Exercise text:
▼

The worst possible residential plumbing emergency is the flooding of a septic system. It causes a mess that could cost you plenty of money and time in repairs and renovations. If your home or the surrounding area around your septic system experiences flooding, it may result in the waterlogging of your entire system.
Whether this occurs due to the development of leaks in the lids, saturated drain fields, or rising groundwater entering the inlet or outlet, flooded septic systems are every homeowner's worst nightmare. You need to prepare for this eventuality as a septic tank owner because almost all of you experience it at some stage.
The extent of the flooding depends on the system's elevation in relation to the lowest drains or toilets. The flooded system may result in sewage backing up into the bathrooms and invading your home. In this worst-case scenario, you're going to be spending plenty of renovations to get the smell and bacteria out of your home.
If your septic system backs upon you, make sure you have a plumbers number handy to call for immediate help. Most plumbing services will run a 24-hour emergency service that deals with these situations in your time of need.
What Is the Risk to the Septic System with a Flood?

▲

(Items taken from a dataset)
▼

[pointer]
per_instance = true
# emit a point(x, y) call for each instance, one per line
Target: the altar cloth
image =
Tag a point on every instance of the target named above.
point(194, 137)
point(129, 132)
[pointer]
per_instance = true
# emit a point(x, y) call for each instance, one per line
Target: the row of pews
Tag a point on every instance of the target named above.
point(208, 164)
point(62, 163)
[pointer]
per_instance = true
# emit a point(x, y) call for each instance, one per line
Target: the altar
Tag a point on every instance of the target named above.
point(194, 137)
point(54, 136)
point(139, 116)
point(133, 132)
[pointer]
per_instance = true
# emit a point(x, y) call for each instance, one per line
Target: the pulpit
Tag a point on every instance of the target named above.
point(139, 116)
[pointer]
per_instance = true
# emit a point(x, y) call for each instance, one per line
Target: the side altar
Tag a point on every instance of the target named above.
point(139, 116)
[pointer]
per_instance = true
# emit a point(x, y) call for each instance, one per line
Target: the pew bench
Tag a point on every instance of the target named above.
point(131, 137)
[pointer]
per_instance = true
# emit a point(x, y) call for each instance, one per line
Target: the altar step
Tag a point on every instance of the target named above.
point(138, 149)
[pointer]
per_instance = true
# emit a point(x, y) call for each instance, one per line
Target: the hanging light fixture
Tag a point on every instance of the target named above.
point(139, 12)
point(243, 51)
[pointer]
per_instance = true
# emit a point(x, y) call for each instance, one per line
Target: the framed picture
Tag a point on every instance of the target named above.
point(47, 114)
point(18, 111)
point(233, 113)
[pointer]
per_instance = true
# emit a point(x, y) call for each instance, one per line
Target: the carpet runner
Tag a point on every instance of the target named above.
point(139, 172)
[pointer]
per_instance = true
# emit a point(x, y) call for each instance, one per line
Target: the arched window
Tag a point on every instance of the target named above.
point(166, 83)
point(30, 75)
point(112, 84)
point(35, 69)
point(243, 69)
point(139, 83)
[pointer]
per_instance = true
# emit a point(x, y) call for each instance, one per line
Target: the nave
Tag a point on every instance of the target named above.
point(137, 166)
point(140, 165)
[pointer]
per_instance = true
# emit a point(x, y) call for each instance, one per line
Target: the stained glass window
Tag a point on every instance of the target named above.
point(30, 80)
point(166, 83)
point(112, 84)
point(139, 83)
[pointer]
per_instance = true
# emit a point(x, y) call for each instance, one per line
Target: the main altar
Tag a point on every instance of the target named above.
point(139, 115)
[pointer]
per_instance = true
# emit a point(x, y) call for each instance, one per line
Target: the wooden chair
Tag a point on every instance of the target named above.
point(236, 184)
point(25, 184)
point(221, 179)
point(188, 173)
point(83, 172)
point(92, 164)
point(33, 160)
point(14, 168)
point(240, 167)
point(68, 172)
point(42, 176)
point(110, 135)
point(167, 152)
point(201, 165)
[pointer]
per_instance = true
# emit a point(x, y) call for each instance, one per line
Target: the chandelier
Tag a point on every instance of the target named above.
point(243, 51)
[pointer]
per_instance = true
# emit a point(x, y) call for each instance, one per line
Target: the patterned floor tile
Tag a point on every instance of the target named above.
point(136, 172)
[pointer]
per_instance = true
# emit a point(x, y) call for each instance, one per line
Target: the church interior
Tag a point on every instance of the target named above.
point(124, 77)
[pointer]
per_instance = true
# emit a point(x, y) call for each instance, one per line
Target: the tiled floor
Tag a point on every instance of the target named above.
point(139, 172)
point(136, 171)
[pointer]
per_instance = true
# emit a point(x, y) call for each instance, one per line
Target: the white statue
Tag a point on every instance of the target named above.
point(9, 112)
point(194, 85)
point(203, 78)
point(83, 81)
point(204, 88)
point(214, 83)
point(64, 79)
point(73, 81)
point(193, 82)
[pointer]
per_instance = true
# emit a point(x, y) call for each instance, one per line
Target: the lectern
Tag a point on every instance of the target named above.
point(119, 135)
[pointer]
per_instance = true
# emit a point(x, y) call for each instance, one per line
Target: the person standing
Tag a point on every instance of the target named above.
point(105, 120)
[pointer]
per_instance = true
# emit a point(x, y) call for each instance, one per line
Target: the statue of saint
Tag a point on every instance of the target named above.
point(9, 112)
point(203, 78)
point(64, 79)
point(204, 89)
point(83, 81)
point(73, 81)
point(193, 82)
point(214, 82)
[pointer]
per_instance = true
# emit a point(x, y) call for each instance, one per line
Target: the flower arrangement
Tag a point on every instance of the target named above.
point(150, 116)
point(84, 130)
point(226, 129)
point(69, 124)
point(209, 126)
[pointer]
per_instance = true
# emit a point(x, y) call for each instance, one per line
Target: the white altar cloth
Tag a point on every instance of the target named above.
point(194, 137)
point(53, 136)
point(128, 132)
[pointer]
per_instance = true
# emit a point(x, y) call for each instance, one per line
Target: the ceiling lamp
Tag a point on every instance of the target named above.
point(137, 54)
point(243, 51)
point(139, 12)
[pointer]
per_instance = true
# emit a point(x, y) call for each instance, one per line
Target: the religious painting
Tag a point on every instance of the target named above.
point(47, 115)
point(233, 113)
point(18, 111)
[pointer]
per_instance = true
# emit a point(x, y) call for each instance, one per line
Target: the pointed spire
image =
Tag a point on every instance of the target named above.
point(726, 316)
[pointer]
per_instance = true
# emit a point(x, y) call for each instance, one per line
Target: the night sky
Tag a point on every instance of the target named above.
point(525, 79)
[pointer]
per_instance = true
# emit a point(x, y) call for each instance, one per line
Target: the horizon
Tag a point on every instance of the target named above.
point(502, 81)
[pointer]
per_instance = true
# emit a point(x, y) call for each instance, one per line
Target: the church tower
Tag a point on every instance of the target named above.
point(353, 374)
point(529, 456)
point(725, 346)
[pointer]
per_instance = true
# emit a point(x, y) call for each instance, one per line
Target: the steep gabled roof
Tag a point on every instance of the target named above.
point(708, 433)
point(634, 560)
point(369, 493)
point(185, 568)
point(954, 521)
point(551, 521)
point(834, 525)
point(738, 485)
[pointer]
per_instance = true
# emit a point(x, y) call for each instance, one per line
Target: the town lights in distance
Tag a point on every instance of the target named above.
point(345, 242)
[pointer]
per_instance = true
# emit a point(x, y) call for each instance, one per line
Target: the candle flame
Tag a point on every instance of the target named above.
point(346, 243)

▲

Work task: According to the septic flooding text, what does the extent of the flooding depend on? These items come from a separate source, not from the septic flooding text.

Response box: The system's elevation in relation to the lowest drains or toilets.